Instructions:
[1] On what channel did the station described in the KLPS-LP text broadcast in analog?
[2] Which full dates (month, day, and year) appear in the KLPS-LP text? List all of them.

Reading text:
────────────────────
KLPS-LP was a low-power television station in the Coachella Valley, California (or the Palm Springs-Indio Nielsen ratings television market), broadcasting locally over-the-air in analog on UHF channel 19. The station has been silent since April 17, 2008, since being acquired by SMG Media Group, as the new owners needed to relocate the transmitter and main studio. The Special Temporary Authorization (STA) from the FCC was valid until October 17, 2008.

History
The station began as K19DH with an original construction permit granted to Communications Programming Agency, Inc., on March 4, 1997, but shortly thereafter, was sold to Desert Broadcasting, Inc., who completed construction and brought the station on air in late 1998. It was licensed by the FCC on January 25, 1999. Desert Broadcasting was sold to Methuselah Media, Inc., on April 16, 1999, then to a group headed by Fred Donaldson on May 1, 2001, and was renamed Desert Springs, Inc., in 2005. The station was a FamilyNet affiliate and its main studio facilities were located at a church.  On March 31, 2008, SMG Media Group acquired the station and changed its call sign to KLPS-LP.  Shortly thereafter, the new owners took the station silent so that they could relocate the main studio and transmitter. The station was run and operated digitally online (IPTV) by PNN Media Group out of Palm Springs, California. In January 2019, Pharmative, LLC purchased PNN Media group. Pharmative, LLC provides healthcare education and information on a social media platform. Dr. James Partyka, Oncology Research Scientist and Clinical Pharmacist is the owner of Pharmative, LLC along with co-owner Jimmy Mann located in Palm Springs, California.
────────────────────
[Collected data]
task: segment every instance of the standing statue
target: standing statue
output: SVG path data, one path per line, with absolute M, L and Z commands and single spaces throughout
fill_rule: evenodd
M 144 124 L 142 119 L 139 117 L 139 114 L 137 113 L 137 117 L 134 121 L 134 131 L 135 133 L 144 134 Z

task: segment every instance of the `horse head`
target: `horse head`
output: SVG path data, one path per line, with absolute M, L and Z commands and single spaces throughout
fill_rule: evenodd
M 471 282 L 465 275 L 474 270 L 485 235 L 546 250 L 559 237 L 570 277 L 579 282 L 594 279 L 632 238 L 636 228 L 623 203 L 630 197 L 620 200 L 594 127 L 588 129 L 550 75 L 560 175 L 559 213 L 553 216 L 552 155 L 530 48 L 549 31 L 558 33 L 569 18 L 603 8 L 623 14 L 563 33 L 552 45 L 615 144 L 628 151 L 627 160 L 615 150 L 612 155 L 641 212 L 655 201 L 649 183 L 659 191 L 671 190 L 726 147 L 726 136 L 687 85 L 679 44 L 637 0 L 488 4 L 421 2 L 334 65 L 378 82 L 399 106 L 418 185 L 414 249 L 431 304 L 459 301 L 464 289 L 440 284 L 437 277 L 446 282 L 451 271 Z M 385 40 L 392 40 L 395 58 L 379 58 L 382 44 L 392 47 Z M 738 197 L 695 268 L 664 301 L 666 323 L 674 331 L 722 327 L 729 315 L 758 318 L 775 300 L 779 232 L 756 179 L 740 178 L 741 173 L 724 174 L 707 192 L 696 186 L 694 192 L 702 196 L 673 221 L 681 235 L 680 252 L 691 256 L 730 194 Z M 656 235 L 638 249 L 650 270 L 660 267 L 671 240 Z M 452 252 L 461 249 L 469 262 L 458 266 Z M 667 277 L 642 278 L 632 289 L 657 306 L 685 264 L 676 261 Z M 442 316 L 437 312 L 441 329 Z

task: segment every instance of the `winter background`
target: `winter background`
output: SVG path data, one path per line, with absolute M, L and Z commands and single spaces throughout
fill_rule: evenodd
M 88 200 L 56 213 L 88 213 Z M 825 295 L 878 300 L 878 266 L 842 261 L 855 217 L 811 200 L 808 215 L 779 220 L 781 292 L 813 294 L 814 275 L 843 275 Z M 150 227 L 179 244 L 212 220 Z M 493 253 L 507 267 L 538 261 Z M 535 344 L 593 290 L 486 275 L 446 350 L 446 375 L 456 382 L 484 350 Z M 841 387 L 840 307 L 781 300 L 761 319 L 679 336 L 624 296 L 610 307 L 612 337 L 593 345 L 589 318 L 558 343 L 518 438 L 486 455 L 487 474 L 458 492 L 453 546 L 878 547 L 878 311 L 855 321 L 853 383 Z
────────────────────
Answers for each item:
[1] UHF channel 19

[2]
- April 17, 2008
- October 17, 2008
- March 4, 1997
- January 25, 1999
- April 16, 1999
- May 1, 2001
- March 31, 2008